## What needs to be done
Repeat verbatim the lines of the data below, beginning with the line containing "of the power" and continuing to the end.
****************************************
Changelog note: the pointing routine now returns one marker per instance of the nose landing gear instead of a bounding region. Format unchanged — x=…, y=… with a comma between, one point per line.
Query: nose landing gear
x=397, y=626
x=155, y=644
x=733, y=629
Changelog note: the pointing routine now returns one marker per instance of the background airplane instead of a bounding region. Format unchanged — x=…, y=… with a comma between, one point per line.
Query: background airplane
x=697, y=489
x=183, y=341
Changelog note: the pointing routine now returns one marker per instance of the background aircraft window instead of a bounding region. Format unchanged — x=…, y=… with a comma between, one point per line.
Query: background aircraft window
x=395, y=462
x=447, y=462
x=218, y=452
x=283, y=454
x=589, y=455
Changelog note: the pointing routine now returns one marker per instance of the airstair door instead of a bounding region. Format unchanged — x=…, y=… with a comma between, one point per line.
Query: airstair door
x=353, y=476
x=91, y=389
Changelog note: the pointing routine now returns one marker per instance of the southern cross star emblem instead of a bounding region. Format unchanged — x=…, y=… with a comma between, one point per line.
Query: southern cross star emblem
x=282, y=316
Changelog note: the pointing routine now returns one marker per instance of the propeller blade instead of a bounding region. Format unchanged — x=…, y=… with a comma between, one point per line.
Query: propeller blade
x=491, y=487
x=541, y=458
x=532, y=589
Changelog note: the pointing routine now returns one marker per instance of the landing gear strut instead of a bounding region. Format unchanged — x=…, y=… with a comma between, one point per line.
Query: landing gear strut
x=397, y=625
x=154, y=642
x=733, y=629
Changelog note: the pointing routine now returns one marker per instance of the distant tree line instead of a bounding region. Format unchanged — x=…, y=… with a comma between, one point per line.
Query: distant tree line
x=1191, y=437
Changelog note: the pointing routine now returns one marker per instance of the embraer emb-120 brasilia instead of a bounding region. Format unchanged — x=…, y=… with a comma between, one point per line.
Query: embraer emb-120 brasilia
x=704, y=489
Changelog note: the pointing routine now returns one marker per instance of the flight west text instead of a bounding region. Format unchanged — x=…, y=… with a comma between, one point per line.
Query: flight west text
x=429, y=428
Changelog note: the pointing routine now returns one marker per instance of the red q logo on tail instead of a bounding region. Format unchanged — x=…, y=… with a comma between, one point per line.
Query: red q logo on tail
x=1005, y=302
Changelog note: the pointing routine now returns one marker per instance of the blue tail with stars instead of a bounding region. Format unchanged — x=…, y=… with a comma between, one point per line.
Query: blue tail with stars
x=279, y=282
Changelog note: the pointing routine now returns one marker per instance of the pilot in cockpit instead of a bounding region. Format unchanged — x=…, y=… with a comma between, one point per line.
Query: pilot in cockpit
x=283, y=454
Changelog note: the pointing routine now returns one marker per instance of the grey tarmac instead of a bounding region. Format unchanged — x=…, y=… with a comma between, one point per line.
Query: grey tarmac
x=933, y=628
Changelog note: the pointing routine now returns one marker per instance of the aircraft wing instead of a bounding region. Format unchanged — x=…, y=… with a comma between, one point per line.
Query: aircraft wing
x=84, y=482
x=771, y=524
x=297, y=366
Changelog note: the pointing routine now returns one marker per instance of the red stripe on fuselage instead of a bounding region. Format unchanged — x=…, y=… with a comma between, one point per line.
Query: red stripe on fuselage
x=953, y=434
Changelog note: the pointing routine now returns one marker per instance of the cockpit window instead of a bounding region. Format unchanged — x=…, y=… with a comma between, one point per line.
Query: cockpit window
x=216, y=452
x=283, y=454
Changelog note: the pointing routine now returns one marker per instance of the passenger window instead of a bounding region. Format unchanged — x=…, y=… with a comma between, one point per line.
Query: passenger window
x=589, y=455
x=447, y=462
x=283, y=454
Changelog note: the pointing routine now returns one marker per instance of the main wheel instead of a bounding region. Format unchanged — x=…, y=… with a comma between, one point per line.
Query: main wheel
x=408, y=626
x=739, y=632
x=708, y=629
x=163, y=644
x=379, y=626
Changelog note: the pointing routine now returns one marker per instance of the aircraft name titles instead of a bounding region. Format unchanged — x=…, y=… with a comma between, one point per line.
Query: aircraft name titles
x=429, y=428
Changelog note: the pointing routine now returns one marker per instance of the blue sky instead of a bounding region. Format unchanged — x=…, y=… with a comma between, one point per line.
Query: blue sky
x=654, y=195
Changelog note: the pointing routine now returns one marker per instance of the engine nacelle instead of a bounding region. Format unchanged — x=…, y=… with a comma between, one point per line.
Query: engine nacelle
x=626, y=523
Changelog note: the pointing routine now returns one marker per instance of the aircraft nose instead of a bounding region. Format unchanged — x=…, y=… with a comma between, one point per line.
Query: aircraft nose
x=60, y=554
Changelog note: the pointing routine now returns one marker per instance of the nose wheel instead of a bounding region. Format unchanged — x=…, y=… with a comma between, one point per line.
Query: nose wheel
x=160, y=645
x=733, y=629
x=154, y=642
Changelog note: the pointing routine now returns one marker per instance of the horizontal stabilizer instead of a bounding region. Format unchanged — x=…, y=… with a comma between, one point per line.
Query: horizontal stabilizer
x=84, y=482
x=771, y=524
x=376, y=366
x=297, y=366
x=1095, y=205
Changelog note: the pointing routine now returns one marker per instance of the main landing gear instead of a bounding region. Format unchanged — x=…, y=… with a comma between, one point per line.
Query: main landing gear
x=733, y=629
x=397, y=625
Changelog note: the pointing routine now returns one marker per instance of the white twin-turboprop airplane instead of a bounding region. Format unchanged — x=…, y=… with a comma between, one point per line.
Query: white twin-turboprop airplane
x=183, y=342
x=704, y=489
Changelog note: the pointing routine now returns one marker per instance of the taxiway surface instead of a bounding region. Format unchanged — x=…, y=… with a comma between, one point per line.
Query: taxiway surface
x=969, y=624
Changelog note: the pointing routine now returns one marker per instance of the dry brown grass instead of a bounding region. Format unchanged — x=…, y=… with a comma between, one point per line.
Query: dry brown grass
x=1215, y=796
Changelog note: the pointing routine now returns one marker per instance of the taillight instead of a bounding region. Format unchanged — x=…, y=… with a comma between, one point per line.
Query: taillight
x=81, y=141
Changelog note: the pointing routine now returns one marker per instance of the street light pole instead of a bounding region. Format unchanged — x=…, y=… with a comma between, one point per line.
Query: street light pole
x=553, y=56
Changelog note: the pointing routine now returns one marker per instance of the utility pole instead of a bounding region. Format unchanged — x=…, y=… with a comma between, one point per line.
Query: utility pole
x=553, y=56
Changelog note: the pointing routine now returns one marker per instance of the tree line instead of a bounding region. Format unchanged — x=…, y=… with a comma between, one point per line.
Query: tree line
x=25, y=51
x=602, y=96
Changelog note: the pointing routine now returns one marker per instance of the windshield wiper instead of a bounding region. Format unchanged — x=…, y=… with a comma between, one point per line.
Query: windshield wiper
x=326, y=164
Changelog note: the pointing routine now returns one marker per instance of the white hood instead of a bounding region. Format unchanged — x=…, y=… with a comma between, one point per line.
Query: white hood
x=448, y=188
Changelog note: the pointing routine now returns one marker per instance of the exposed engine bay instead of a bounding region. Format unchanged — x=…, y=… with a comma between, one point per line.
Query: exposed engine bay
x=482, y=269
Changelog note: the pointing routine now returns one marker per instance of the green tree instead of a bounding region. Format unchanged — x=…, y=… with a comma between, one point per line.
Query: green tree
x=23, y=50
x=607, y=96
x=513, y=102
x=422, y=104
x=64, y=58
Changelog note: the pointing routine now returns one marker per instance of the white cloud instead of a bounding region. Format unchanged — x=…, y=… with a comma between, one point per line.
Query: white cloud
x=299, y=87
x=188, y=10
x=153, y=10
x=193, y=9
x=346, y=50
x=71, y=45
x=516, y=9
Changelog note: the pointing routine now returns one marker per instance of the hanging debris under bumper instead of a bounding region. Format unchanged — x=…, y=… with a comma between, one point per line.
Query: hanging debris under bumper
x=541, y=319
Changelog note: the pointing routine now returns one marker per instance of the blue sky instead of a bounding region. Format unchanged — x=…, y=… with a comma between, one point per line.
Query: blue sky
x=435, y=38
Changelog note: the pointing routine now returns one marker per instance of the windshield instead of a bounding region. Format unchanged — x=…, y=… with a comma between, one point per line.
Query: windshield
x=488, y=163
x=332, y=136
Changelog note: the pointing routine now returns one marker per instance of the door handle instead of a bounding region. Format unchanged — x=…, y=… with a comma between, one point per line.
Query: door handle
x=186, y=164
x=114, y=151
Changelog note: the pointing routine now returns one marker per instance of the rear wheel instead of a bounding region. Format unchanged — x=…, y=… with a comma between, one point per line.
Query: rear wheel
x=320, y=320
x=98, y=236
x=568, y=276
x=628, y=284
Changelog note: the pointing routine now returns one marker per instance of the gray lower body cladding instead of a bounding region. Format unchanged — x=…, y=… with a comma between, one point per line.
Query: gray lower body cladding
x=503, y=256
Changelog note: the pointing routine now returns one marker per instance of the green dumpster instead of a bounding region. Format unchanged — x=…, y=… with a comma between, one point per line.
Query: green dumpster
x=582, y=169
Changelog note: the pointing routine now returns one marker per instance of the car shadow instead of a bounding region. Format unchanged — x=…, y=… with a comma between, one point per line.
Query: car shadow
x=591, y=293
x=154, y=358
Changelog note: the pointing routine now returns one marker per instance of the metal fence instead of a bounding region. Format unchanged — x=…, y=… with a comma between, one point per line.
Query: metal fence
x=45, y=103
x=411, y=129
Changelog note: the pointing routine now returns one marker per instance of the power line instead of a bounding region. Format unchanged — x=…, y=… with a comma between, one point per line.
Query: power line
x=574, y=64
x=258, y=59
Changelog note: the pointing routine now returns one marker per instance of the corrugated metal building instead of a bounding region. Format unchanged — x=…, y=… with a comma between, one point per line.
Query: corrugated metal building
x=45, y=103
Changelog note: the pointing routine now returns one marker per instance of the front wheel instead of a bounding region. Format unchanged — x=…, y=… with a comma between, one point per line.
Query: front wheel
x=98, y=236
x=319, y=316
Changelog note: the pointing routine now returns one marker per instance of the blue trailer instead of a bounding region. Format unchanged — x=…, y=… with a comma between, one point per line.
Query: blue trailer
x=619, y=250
****************************************
## Final result
Changelog note: the pointing routine now returns one marker per instance of the power line instead of a bounding region. Format unchanged — x=…, y=… with a comma between, one point per line.
Query: power line
x=574, y=64
x=258, y=59
Changelog note: the pointing routine now returns one marker per instance of the corrugated metal building instead of a bounding region. Format unchanged — x=…, y=… with a comma between, one point per line.
Query: corrugated metal building
x=45, y=103
Changelog note: the pointing routine now returns one marker per instance of the front wheel instead of a bounding region. Format unchanged — x=…, y=… with a comma between, one point per line.
Query: front wheel
x=98, y=236
x=319, y=316
Changelog note: the pointing routine now returns one marker per instance of the blue trailer instead of a bounding region. Format unchanged — x=…, y=… with a comma between, one point per line.
Query: blue trailer
x=619, y=250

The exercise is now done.